EXERCÍCIO PROPOSTO -
No trecho sobre o direito à comunicação, reescreva em forma de lista o parágrafo que começa com "Para a conselheira do Intervozes", preservando seus fatos principais.

TRECHO DA PÁGINA -
Mônica Mourão, do Intervozes, fala sobre o direito à comunicação no Brasil

Aproveitando o mês em que o Brasil debate a democratização da comunicação, o MST entrevista Mônica Mourão, conselheira da direção do coletivo Intervozes
Mônica Mourão, do Conselho Diretor do Intervozes: “o direito à comunicação é capaz de influenciar todos os outros direitos” (Foto: Arquivo pessoal)

Por Ludmilla Balduino
Da página do MST

Outubro é tradicionalmente o mês em que todo o Brasil mobiliza-se para debater a democratização da comunicação. Em 2020, mesmo com pandemia, não foi diferente. Este ano – em que análises de conjuntura jogam cada vez mais luz na evidente conexão entre as empresas proprietárias dos meios de comunicação no Brasil com a retirada de direitos humanos e com a ascensão do neofascismo –, a Semana Nacional de Democratização da Comunicação ocorreu de 11 a 17 de outubro, com mobilizações em todo o Brasil.

Para o MST, a semana foi de celebração: comemoramos o aniversário de 20 anos do Setor de Comunicação, relembrando as conquistas do passado e planejando as ações para os próximos 20 anos. Também entrevistamos Mônica Mourão, do Conselho Diretor do Intervozes, sobre a urgência em defendermos a democratização da comunicação neste momento.

Mônica falou sobre a situação atual, em que ativistas da comunicação estão em um momento de trabalho que consiste, na maior parte do tempo, em apagar incêndios.

Para a conselheira do Intervozes, vivemos em um período na política nacional de extrema dificuldade em eleger uma pauta prioritária factível, como já foi possível no passado. No fim de 2009, por exemplo, ocorreu a primeira Conferência Nacional de Comunicação, que  finalmente inaugurou o debate público sobre as políticas do setor da comunicação no Brasil. Hoje, com o esvaziamento do discurso e disseminação das fake news (que o Intervozes denomina como desinformação), uma conferência dessa magnitude é algo impensável.

Mônica afirma que o momento é de intensificar o trabalho no sentido de evitar que ocorram retrocessos em relação às leis nacionais sobre comunicação. Especialmente agora, com os algoritmos das redes sociais direcionando os conteúdos de forma individual.

Leia a entrevista na íntegra:

MST – Por que é importante defender a comunicação?

Mônica – O direito fundamental à liberdade de expressão consta no artigo 19 da Declaração Universal dos Direitos Humanos, mas do ponto de vista do Intervozes, a gente prefere usar o termo “direito à comunicação”. Isso porque a gente entende que muitas vezes a liberdade de expressão é tratada como um direito individual, uma questão de cada pessoa falar o que quiser. A gente não pode tratar o tema dessa maneira, é preciso olhar para a comunicação de uma forma mais ampla. O direito à comunicação é um conceito que surgiu pela primeira vez nos anos 1970, foi se cristalizando em debates na Unesco e se tornou mais conhecido através do relatório “Um Mundo, Muitas Vozes”, também conhecido como Relatório McBride, nos anos 1980.

MATERIAL FORNECIDO -
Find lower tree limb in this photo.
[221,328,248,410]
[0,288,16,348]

ESPAÇO PARA RESPOSTA -
- Segundo a conselheira do Intervozes, a política nacional vive um período de extrema dificuldade para eleger uma pauta prioritária factível, como já foi possível no passado.
- Exemplo: no fim de 2009 ocorreu a primeira Conferência Nacional de Comunicação, que inaugurou o debate público sobre as políticas do setor da comunicação no Brasil.
- Hoje, com o esvaziamento do discurso e a disseminação das fake news (que o Intervozes chama de desinformação), uma conferência dessa magnitude é impensável.